• _TEXT_:
Some kids should be on cholesterol drugs: study
Updated Mon. Jul. 7 2008 10:14 PM ET News Staff

Children eight years of age or older should be treated with cholesterol medication if they are found to have high levels of low-density lipoprotein (LDL), or so-called bad cholesterol, a new report says.

The new recommendation from the American Academy of Pediatrics is a drastic step toward preventing cardiovascular disease among at-risk children, including those with high cholesterol.

CTV medical consultant Dr. Marla Shapiro said the recommendation to medicate kids with cholesterol drugs should not come as a surprise, given the dramatic rise in obesity among children.

"We're at the point where a large, respected pediatric society, which happens to be the American Pediatric Society, is taking a stand and really saying that with the rising epidemic of obesity, we know that in youth and young children this will translate into premature heart disease and stroke in the years to come," Shapiro told CTV Newsnet.

The report recommends cholesterol-lowering drugs for:

Children with LDL levels of 190 mg per decilitre or higher.
Children with an LDL reading of 160 mg per decilitre or higher, along with two heart disease risk factors in addition to a family history of early heart disease.
Children with a reading of 130 mg per decilitre of LDL in addition to having diabetes.
The report says that cholesterol screening should be done after the age of two, but before the age of 10.

The recommendations are found in a report by the AAP, entitled Lipid Screening and Cardiovascular Health in Childhood. It is published in the July issue of Pediatrics.

• _INPUT DATA_:
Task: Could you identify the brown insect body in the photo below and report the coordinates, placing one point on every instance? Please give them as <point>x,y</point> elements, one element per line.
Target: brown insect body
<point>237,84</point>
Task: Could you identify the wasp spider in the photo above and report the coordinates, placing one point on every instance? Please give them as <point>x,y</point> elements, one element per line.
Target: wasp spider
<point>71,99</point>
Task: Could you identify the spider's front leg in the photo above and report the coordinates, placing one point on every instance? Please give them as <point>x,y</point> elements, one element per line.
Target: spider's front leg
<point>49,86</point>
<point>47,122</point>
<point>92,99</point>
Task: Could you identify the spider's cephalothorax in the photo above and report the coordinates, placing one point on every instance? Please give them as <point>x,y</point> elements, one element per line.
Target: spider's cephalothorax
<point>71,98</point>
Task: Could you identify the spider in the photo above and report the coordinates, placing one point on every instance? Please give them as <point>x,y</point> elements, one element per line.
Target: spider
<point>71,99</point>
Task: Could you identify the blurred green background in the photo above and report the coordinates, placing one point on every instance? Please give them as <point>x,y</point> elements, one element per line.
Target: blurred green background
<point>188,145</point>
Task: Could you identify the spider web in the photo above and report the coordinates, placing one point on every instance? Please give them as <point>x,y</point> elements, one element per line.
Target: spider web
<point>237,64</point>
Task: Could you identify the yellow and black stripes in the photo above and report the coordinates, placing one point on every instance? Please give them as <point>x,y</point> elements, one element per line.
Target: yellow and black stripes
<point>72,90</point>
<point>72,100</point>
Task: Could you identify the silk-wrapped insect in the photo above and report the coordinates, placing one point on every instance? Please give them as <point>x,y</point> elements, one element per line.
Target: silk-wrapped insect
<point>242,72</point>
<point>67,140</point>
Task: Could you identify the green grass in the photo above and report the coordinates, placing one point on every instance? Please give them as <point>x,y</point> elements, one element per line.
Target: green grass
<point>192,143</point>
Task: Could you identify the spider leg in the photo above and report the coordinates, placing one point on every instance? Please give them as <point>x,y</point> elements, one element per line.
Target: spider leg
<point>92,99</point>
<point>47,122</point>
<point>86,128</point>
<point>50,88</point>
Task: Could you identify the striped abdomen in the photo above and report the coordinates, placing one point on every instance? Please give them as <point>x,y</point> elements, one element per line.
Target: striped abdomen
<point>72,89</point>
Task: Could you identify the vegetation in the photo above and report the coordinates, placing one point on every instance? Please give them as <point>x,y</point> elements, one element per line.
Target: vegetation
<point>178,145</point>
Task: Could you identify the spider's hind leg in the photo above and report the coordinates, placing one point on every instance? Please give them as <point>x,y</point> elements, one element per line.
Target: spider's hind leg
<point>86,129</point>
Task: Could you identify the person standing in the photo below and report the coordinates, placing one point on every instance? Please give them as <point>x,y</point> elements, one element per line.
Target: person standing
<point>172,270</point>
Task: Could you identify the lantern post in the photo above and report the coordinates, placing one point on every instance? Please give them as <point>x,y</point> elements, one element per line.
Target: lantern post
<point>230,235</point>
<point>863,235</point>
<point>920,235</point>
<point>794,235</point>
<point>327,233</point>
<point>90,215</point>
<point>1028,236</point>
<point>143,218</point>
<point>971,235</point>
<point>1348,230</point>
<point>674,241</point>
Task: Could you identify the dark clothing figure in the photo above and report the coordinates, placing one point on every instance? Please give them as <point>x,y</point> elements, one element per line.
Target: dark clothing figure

• _WHAT YOU ARE ASKED TO DO_: Copy out the entire article on cholesterol drugs for children word for word, keeping its headline, dateline, and line breaks.

• _ANSWER SPACE_:
Some kids should be on cholesterol drugs: study
Updated Mon. Jul. 7 2008 10:14 PM ET News Staff

Children eight years of age or older should be treated with cholesterol medication if they are found to have high levels of low-density lipoprotein (LDL), or so-called bad cholesterol, a new report says.

The new recommendation from the American Academy of Pediatrics is a drastic step toward preventing cardiovascular disease among at-risk children, including those with high cholesterol.

CTV medical consultant Dr. Marla Shapiro said the recommendation to medicate kids with cholesterol drugs should not come as a surprise, given the dramatic rise in obesity among children.

"We're at the point where a large, respected pediatric society, which happens to be the American Pediatric Society, is taking a stand and really saying that with the rising epidemic of obesity, we know that in youth and young children this will translate into premature heart disease and stroke in the years to come," Shapiro told CTV Newsnet.

The report recommends cholesterol-lowering drugs for:

Children with LDL levels of 190 mg per decilitre or higher.
Children with an LDL reading of 160 mg per decilitre or higher, along with two heart disease risk factors in addition to a family history of early heart disease.
Children with a reading of 130 mg per decilitre of LDL in addition to having diabetes.
The report says that cholesterol screening should be done after the age of two, but before the age of 10.

The recommendations are found in a report by the AAP, entitled Lipid Screening and Cardiovascular Health in Childhood. It is published in the July issue of Pediatrics.